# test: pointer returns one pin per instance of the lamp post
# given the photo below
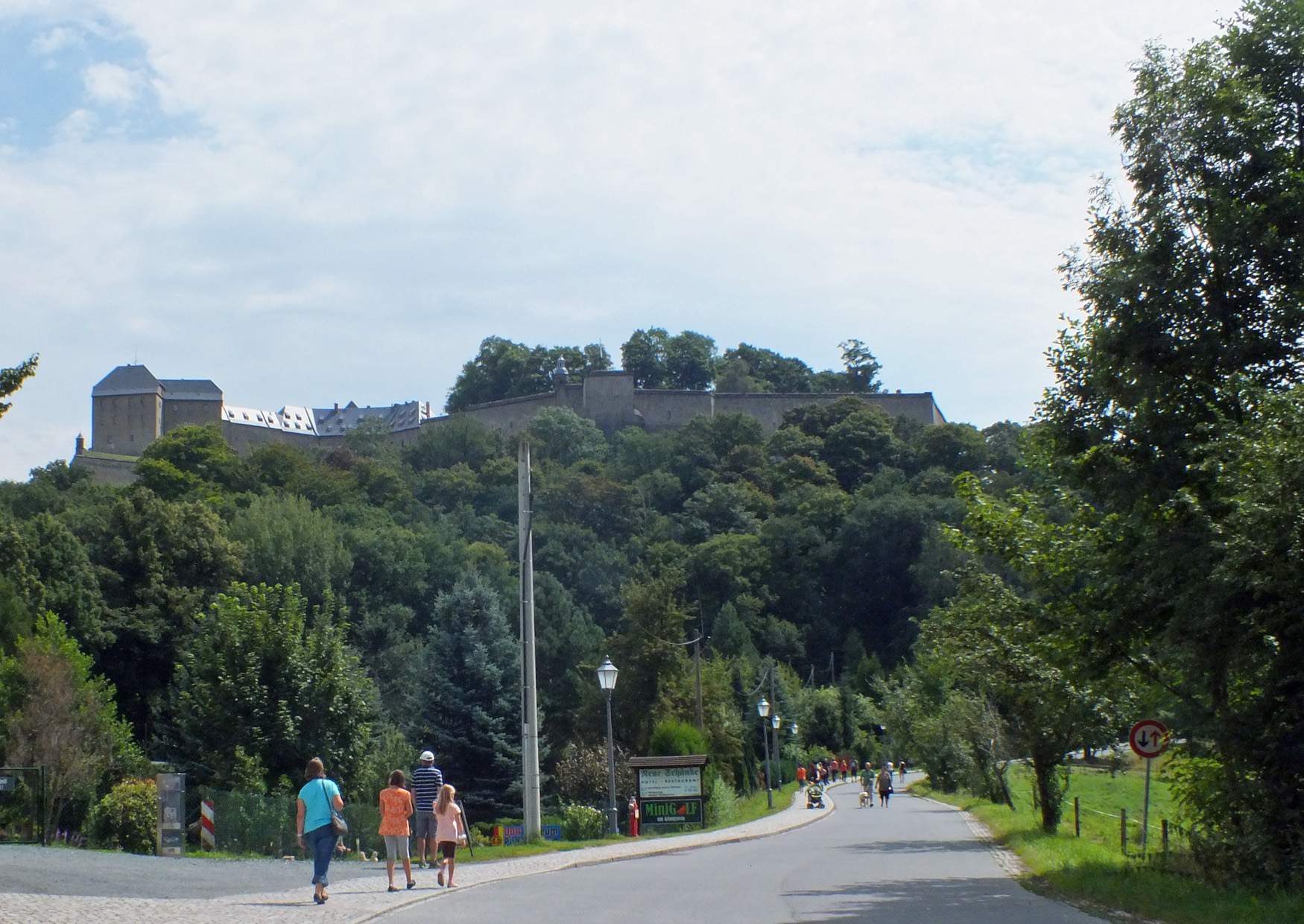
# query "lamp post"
(775, 721)
(607, 680)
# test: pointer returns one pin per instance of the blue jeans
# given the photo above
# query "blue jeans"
(321, 842)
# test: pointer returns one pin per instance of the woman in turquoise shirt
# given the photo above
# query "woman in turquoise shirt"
(316, 800)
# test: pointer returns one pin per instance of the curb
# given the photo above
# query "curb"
(596, 861)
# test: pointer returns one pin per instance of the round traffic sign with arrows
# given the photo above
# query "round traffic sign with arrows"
(1149, 738)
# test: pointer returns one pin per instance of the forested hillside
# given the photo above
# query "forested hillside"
(361, 604)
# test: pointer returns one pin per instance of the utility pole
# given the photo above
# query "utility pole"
(528, 701)
(697, 666)
(773, 729)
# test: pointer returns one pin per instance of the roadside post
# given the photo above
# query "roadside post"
(1149, 739)
(171, 832)
(208, 830)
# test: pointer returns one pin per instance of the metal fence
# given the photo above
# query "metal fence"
(22, 804)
◆ ◆ ◆ ◆
Prompt: Go to the line in the listing above that has "# test: pointer returns one pin per instance of the forested" in it. Set down that line and each one after it, exactly.

Task output:
# test: pointer returns one pin per instance of the forested hillside
# given the photo above
# query "forested hillside"
(361, 604)
# test: pointer returns one pin per instance of the utility pole
# given the photo above
# query "utility pole"
(528, 701)
(697, 666)
(773, 729)
# test: pointer returns one pin per instance of the roadside post
# given the photo above
# query "roadside post"
(1149, 739)
(171, 832)
(208, 830)
# test: pointer returns one pin per instance of the metal fence
# given the photo above
# query "metal fence"
(22, 804)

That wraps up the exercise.